Instructions for the task: Gather every line in the items below that contains the word "rope" and copy each of those lines unchanged.

Exercise material:

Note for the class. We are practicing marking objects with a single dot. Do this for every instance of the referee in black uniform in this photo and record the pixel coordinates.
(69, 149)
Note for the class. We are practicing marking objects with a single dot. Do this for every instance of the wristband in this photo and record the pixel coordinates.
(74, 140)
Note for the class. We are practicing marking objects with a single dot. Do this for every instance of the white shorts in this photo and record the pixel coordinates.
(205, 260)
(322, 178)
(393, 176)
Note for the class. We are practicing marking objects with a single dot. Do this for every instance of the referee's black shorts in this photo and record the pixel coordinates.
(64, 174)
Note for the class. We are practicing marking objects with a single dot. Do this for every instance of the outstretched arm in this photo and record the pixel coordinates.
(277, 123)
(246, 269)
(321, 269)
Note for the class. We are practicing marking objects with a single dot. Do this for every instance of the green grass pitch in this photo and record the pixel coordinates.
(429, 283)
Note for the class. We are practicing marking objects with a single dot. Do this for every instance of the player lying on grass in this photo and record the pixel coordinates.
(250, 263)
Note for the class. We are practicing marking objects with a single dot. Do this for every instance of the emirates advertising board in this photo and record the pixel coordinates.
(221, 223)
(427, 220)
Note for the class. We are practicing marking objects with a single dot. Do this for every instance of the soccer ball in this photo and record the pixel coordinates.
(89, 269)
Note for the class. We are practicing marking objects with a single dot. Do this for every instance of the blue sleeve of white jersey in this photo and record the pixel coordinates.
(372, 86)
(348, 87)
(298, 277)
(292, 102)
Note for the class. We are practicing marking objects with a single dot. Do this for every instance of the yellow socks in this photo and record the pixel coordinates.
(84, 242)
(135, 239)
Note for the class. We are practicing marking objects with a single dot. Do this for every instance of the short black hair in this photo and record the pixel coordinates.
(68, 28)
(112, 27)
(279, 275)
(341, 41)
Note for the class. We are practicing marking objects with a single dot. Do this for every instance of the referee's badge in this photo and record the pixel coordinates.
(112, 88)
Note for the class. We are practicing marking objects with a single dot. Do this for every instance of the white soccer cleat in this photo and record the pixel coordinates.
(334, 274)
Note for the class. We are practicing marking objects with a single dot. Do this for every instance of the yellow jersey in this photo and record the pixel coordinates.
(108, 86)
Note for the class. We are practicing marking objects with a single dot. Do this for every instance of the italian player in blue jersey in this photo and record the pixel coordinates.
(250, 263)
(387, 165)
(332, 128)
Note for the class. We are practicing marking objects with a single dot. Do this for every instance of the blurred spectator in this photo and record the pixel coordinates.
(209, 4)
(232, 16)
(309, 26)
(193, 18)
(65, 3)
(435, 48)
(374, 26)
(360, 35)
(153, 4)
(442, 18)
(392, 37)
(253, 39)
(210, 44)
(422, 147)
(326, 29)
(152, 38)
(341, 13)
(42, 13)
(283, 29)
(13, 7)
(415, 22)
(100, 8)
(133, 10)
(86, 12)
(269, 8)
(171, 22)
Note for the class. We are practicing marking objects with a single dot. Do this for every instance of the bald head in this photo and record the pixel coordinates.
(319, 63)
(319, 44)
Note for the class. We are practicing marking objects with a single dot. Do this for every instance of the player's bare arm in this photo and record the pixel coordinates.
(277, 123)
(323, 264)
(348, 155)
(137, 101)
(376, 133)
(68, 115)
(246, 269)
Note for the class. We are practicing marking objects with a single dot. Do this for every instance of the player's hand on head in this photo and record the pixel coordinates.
---
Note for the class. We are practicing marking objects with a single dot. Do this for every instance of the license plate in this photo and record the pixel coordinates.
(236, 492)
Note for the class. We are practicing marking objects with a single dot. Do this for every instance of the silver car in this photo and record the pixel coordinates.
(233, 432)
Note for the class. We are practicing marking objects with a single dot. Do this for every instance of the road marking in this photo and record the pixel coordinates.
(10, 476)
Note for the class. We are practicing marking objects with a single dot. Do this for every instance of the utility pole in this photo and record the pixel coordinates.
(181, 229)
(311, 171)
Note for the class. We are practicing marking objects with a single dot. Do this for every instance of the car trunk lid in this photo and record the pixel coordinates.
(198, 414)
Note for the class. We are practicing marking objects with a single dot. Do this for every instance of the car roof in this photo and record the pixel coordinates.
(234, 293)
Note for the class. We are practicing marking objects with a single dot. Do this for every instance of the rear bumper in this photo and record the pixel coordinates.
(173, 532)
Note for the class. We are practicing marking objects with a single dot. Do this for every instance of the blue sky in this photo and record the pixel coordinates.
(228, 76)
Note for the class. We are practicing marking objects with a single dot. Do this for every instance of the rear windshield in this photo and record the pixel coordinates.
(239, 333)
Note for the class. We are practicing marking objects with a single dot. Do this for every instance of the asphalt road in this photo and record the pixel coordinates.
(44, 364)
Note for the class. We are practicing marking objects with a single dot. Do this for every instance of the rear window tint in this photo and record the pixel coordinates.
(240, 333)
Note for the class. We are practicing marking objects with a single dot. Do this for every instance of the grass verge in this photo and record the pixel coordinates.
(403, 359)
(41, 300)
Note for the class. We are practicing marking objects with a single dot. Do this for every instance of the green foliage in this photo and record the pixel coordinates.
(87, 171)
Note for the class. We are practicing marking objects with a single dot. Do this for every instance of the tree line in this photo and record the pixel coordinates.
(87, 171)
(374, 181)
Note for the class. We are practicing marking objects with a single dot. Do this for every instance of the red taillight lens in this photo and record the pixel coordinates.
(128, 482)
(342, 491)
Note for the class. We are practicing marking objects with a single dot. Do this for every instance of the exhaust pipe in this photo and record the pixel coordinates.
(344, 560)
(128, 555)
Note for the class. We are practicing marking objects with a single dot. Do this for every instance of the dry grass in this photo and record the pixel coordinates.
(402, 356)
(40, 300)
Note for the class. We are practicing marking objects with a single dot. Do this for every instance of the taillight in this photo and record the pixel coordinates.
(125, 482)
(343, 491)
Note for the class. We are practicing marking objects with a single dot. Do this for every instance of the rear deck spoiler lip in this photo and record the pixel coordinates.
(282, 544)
--
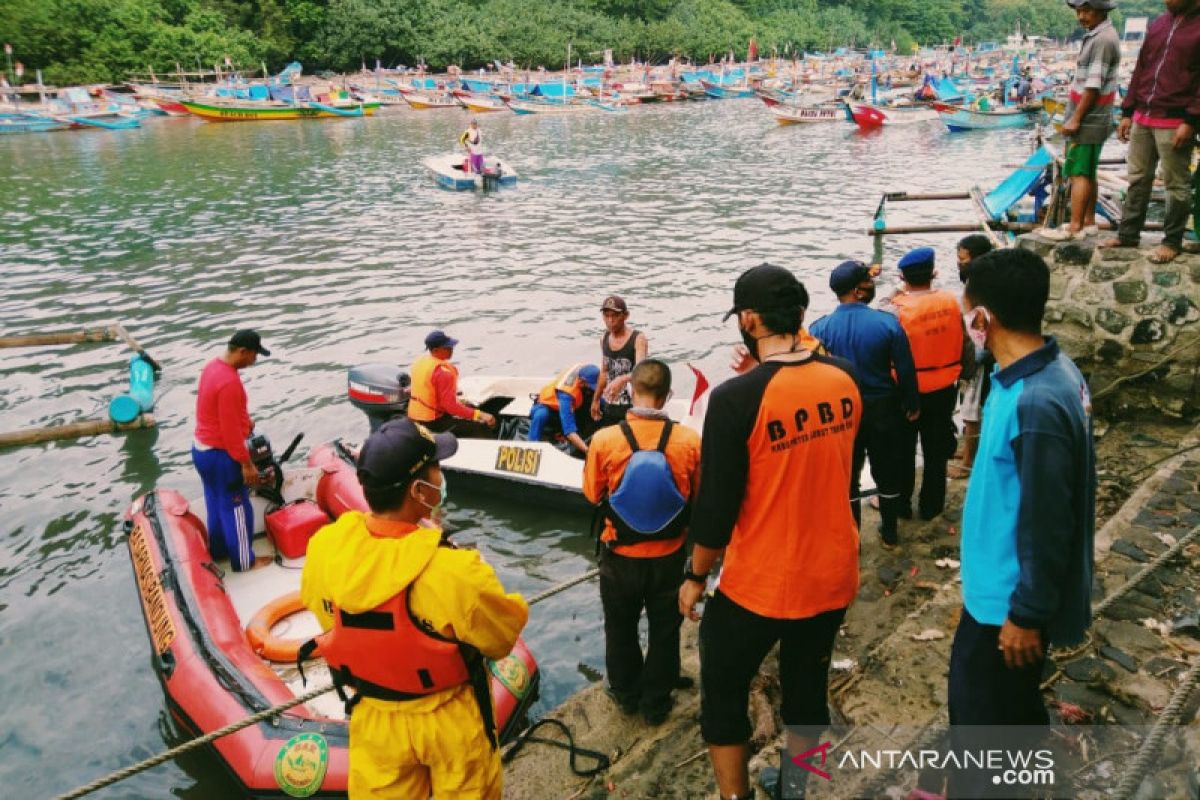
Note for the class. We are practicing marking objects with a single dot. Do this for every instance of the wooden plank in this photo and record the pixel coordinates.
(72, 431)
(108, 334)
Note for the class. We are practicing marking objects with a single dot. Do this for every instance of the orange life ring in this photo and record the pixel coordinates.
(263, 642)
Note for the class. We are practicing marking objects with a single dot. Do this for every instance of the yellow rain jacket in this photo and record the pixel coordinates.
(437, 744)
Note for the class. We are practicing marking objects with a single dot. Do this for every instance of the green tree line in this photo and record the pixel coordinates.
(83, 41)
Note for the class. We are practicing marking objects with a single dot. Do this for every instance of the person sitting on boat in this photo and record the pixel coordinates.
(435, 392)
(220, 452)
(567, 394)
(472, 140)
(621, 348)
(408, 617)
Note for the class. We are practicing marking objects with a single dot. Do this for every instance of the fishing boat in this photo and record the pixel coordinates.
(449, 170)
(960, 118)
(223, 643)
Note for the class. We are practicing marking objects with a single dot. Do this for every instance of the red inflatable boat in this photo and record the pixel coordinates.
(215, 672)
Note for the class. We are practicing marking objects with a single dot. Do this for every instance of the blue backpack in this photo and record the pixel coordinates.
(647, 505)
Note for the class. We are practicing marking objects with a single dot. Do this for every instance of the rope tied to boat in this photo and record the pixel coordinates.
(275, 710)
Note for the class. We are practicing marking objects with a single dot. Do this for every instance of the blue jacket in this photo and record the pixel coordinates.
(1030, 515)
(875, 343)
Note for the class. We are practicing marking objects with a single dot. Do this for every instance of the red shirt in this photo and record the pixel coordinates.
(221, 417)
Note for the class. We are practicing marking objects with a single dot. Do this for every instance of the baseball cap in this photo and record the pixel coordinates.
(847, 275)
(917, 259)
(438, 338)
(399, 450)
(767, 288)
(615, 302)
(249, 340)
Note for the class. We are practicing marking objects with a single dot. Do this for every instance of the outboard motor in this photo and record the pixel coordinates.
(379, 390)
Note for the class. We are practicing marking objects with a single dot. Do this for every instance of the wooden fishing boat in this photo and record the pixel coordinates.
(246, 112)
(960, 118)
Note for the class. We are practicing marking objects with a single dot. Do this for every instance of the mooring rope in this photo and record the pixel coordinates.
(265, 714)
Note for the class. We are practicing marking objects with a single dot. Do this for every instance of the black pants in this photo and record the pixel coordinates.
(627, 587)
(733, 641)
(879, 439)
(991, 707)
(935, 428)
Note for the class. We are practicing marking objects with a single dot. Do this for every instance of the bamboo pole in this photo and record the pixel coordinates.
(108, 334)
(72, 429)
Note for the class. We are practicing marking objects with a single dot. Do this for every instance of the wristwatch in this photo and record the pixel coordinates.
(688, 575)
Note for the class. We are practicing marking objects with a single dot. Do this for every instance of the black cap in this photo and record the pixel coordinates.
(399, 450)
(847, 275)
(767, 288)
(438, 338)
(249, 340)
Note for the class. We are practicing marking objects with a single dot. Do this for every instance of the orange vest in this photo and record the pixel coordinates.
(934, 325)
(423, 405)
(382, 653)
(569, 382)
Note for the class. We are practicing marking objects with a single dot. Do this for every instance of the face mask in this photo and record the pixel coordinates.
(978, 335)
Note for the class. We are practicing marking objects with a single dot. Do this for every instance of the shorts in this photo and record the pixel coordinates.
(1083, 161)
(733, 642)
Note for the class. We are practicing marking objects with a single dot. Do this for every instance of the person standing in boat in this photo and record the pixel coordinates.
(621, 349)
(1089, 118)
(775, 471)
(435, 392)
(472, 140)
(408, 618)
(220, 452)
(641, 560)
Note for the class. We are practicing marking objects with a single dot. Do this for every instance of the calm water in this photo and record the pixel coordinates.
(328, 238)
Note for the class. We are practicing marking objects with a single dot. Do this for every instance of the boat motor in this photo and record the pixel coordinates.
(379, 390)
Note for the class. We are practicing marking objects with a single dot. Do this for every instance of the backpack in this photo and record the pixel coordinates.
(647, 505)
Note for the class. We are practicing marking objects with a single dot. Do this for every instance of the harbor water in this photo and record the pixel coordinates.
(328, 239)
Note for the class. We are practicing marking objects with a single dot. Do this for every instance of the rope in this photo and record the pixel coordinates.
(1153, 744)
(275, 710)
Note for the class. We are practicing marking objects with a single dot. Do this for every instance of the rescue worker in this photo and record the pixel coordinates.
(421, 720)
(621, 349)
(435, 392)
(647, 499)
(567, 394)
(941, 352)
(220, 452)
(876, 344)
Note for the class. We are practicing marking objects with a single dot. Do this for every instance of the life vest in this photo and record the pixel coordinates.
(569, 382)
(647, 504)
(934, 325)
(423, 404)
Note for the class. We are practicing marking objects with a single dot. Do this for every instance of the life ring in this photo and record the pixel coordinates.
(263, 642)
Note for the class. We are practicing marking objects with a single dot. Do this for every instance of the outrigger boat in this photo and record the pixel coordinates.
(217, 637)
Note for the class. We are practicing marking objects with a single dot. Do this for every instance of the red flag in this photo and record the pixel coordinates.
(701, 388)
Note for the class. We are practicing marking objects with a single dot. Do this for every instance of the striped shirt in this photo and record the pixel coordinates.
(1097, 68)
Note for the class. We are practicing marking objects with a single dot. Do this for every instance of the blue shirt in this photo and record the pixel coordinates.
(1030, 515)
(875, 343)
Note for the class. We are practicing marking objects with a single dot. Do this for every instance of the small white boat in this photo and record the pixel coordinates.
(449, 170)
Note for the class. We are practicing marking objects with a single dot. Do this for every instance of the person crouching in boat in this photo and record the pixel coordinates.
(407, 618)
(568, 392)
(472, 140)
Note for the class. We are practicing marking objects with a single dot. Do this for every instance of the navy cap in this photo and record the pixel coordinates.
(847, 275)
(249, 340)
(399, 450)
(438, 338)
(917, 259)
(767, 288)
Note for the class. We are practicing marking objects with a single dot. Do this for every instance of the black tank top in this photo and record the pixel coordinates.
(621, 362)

Task result:
Note for the class. We are practicing marking objects with a single dot. Do this for every instance of the rope tied to boat in this photo and record the pixel coordinates.
Note for the class. We are practicing marking objects with a single dot. Do this for every instance of the mooring rope in this photo and record the pixel coordinates.
Note for the class. We are practicing marking objects with a single dot. Do this for every instance of the rope in this photo and record the pixel coordinates.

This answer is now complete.